TEXTO DE LEITURA:
=====
José Mendonça da Cruz
A entrevista do primeiro-ministro, Pedro Passos Coelho, à RTP1, ontem, tranquilizou-me e
deu-me esperança. Ela foi tranquilizadora de uma maneira detestável para os
socialistas, e esperançosa de uma forma que o velho Portugal dos interesses
abomina.
Passos Coelho foi
institucional quando devia ser e acerca dos temas em que deve sê-lo. Afirmou a
«confiança nas instituições», a tranquilidade de ver «a justiça faz(er) o seu
trabalho», e absteve-se de comentar a situação do PS pós detenção de Sócrates,
se fica com mais ou menos dos seus homens, porque «isso é com o PS». Houve quem
lhe criticasse a frieza, e compreende-se; é outro Mundo de normalidade
democrática quando comparado com as frases emocionais e patéticas de
anarquistas serôdios às portas de uma cadeia (fruto talvez da tal «ética republicana»).
=====
LISTAGEM:
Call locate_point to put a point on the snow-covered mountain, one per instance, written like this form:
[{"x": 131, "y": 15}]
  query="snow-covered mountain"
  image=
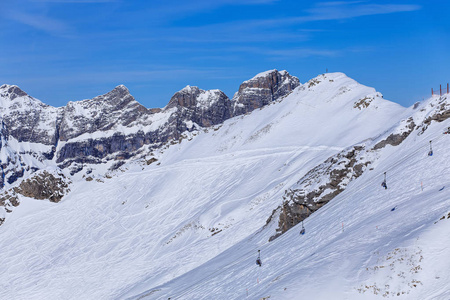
[{"x": 182, "y": 217}]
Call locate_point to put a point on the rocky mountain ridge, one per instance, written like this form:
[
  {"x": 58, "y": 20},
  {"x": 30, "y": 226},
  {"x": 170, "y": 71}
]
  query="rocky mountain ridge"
[{"x": 114, "y": 126}]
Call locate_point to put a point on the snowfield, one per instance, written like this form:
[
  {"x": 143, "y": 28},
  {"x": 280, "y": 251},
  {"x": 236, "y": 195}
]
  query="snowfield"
[{"x": 190, "y": 224}]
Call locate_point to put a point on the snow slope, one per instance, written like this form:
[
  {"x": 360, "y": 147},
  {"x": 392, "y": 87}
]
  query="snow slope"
[{"x": 189, "y": 225}]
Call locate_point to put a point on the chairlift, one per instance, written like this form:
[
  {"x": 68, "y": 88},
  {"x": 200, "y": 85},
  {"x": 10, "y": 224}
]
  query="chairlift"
[
  {"x": 258, "y": 260},
  {"x": 430, "y": 153},
  {"x": 302, "y": 232},
  {"x": 383, "y": 184}
]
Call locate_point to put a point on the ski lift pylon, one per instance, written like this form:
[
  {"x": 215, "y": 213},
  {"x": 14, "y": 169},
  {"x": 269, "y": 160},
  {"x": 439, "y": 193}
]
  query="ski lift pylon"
[
  {"x": 258, "y": 260},
  {"x": 302, "y": 232}
]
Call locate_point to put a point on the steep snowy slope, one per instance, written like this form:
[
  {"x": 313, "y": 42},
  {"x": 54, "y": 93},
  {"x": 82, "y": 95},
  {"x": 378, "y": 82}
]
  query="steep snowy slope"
[{"x": 202, "y": 204}]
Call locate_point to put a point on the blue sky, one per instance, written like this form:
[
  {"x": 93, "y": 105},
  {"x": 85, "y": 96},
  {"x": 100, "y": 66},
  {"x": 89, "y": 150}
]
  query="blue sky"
[{"x": 68, "y": 50}]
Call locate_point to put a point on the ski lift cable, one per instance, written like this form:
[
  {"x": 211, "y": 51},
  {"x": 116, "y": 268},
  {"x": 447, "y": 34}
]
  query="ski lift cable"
[{"x": 199, "y": 283}]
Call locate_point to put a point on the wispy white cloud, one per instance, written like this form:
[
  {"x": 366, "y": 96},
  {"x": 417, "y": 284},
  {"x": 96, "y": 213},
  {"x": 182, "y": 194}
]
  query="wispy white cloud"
=====
EXERCÍCIO PROPOSTO 1:
No texto sobre a entrevista de Passos Coelho, em que canal de televisão foi dada a entrevista?
EXERCÍCIO PROPOSTO 2:
Continue o texto sobre a entrevista de Passos Coelho a partir da última frase apresentada.

RESPOSTA ESCRITA 1:
Na RTP1.

RESPOSTA ESCRITA 2:
Foi pedagógico quando pareceu
justo para a situação e para o seu governo que o fosse: como quando lembrou, a
propósito da Justiça, que o que dá intranquilidade aos portugueses é a tentação
de abafar casos quando envolvem altos
quadros do Estado; ou quando recentrou a questão do BES, recordando que a culpa
«não foi da supervisão, foi da má gestão»; ou quando explicou que os que
defendem a intervenção na PT «estratégica» estão a defender a nacionalização,
ou seja, o uso de dinheiro dos contribuintes para resolver questões privadas, e
que são essas intervenções do Estado que levantam dúvidas sobre que interesses
estão afinal a ser protegidos.
Não passou nem meia hora para
que viesse Vieira da Silva, ministro e amigo de Sócrates, criticar em nome do PS
o governo porque «se demite em questões fundamentais». Assim confirmava o que
Passos Coelho dissera na entrevista: que o procedimento do governo marcava «uma
importante diferença». Marca. É outro mundo de mercado livre, previsibilidade e
transparência.
Passos Coelho foi liberal onde
devia -- na defesa da decisão de deixar os privados da PT entregues aos seus
erros e longe do nosso dinheiro -- e prudente onde era bom que o fosse -- na
defesa de uma solução para o risco sistémico da falência do BES, com redução ao
mínimo do risco para os contribuintes. Esteve fiel ao mundo que recusou 2,5 mil
milhões do nosso dinheiro a um Ricardo Salgado falido, um mundo nos antípodas
dos que julgam que o dinheiro aparece sempre e que o governo «quis atirar o BES
para o charco».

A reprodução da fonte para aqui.